GOAL: Arrange the items below as a Markdown table with two columns, Row and Line, giving each line its own row number and skipping blank lines. Leave the pictures out of the table.

PROVIDED DATA:
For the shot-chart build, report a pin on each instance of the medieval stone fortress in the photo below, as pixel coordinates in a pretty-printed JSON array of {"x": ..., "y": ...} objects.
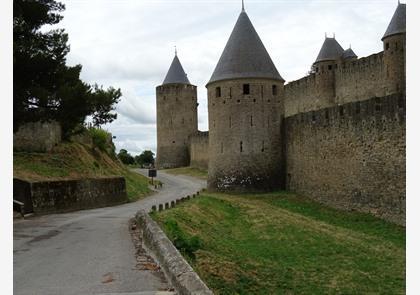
[{"x": 336, "y": 135}]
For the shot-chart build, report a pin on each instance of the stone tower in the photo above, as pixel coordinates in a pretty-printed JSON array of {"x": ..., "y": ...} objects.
[
  {"x": 245, "y": 107},
  {"x": 324, "y": 66},
  {"x": 176, "y": 107},
  {"x": 394, "y": 52}
]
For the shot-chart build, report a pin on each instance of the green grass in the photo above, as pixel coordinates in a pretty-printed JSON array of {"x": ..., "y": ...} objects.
[
  {"x": 190, "y": 171},
  {"x": 73, "y": 161},
  {"x": 280, "y": 243}
]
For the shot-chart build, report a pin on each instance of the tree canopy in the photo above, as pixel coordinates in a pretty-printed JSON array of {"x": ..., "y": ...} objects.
[{"x": 44, "y": 87}]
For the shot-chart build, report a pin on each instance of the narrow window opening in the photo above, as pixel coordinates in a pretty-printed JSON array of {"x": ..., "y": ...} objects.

RESULT OF THE EXERCISE:
| Row | Line |
|---|---|
| 1 | For the shot-chart build, report a pin on each instance of the medieval stone fortress in the photo below, as pixel coordinates in a pretty-printed JSON array of {"x": ..., "y": ...} objects. |
| 2 | [{"x": 336, "y": 135}] |
| 3 | For the shot-chart build, report a pin on each instance of the stone tower in the photo above, as pixel coordinates in a pretty-printed JSON array of {"x": ..., "y": ...} objects. |
| 4 | [ |
| 5 |   {"x": 245, "y": 107}, |
| 6 |   {"x": 324, "y": 66}, |
| 7 |   {"x": 176, "y": 107}, |
| 8 |   {"x": 394, "y": 52} |
| 9 | ] |
| 10 | For the shot-chart build, report a pin on each instance of the green grass in the photo above, as pixel coordinates in a pretty-printed JSON array of {"x": ..., "y": ...} objects. |
| 11 | [ |
| 12 |   {"x": 190, "y": 171}, |
| 13 |   {"x": 73, "y": 161}, |
| 14 |   {"x": 280, "y": 243} |
| 15 | ] |
| 16 | For the shot-chart build, report a pin on each instance of the tree canopy in the photo above, as pixel coordinates in a pretty-printed JSON array of {"x": ..., "y": ...} objects. |
| 17 | [{"x": 44, "y": 87}] |
| 18 | For the shot-chart build, report a pin on each instance of the narrow window opening in the photo above, as pixel coordinates in a pretty-printed JSON array of {"x": ..., "y": ...} objects. |